*Page*
# # #

Sir, I rise to order. Surely that is language not suitable to this House.


The hon. and gallant Member has used a word quite unparliamentary.


I would be sorry to use any expression which may be deemed unparliamentary; but I cannot find language sufficiently strong to reprobate the conduct of the hon. Member for Aylesbury. Still, Sir, I am ready to withdraw any expression which you may consider to be improper; but I really do think that the hon. Member should not, without acquainting himself with the circumstances—to put it in the mildest way—venture to asperse the character and conduct of gallant officers both in the army and navy.


said, he would put it to the House whether the discussion as to military promotions ought not to cease. A notice stood in his name on the paper, to the effect that he intended to ask the First Lord of the Treasury what was the opinion of the Government with reference to Lord Dundonald's plan for the destruction of the Russian fortresses, but he had been requested by Lord Dundonald to postpone the question until Monday next, upon which day he would accordingly put it.

# # #

*Source excerpt*
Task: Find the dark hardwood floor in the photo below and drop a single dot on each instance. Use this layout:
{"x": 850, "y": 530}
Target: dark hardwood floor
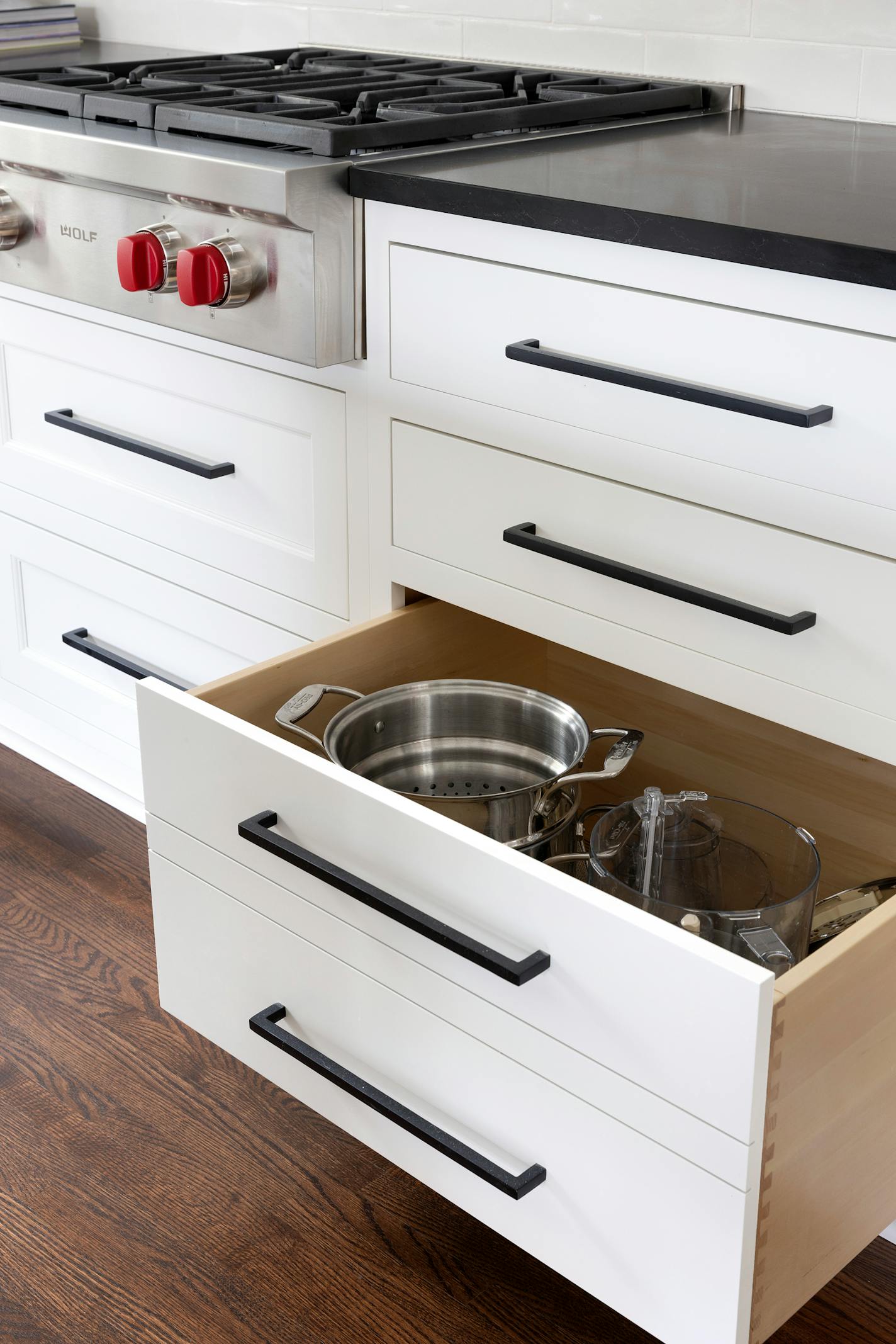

# # #

*Short problem*
Please check each statement against the parliamentary debate above and answer yes or no, quoting the words of the debate that settle it. 1. The member accused of using an unparliamentary word offered to withdraw any expression the Chair considered improper. 2. The notice on the paper concerned a plan for the destruction of the Russian fortresses. 3. The question was postponed at the request of the Government.

*Written response*
1. Yes: "I am ready to withdraw any expression which you may consider to be improper"
2. Yes: "Lord Dundonald's plan for the destruction of the Russian fortresses"
3. No: "he had been requested by Lord Dundonald to postpone the question until Monday next"